• **Task to complete**
Every line below that carries the word "with" needs to be copied.
::: Records :::
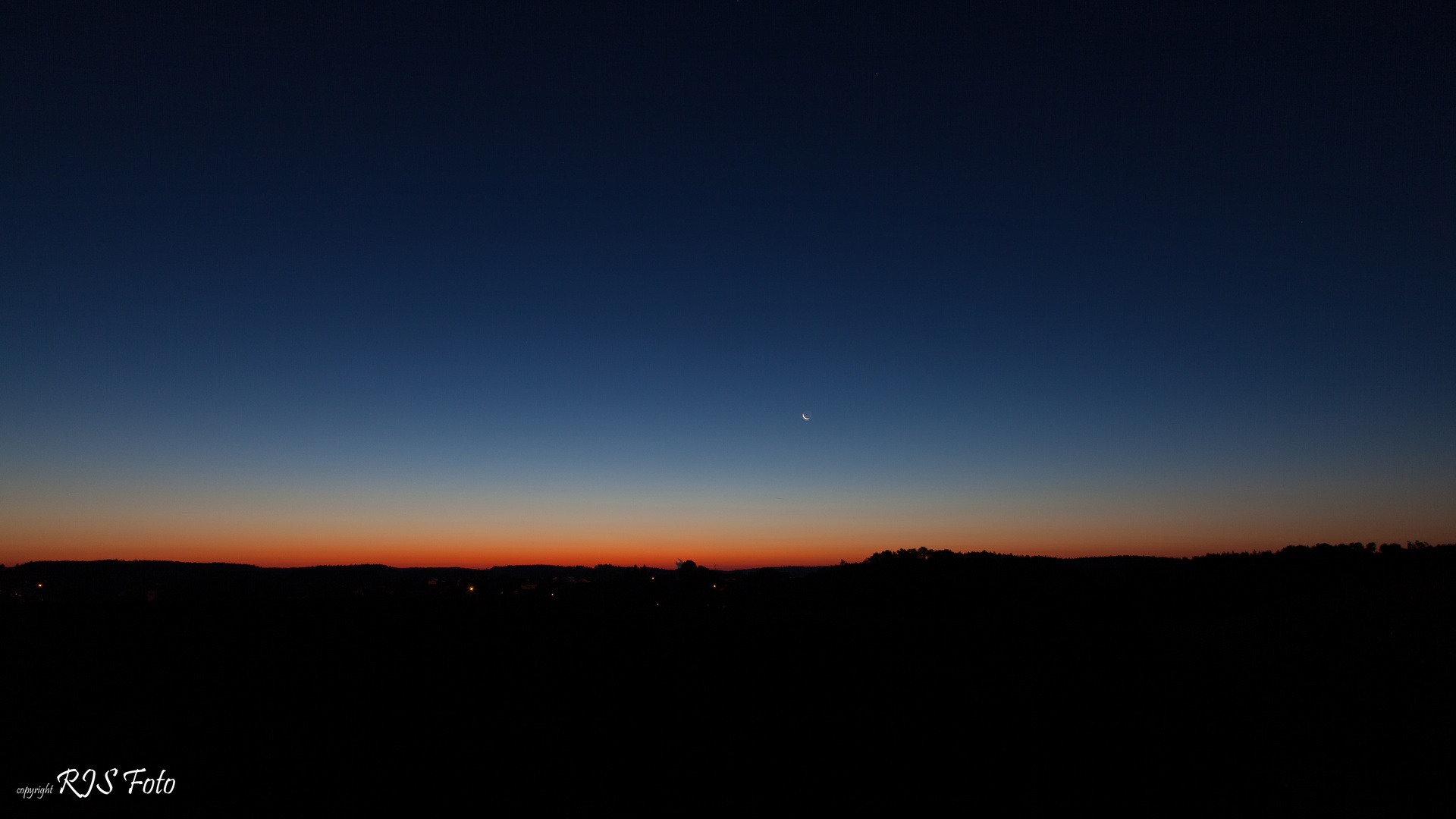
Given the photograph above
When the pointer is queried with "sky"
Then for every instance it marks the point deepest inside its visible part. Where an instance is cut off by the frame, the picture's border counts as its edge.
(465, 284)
:::
::: Records :::
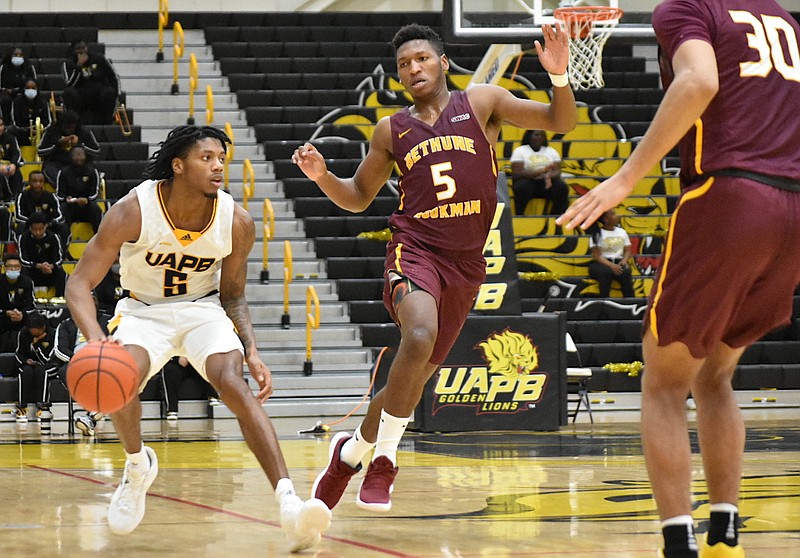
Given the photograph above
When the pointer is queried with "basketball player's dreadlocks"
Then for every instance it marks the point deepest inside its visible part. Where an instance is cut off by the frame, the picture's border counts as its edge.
:::
• **Reply to the exercise**
When the pointer is queried with "sky"
When the pointer is queried with "basketball player's dreadlocks"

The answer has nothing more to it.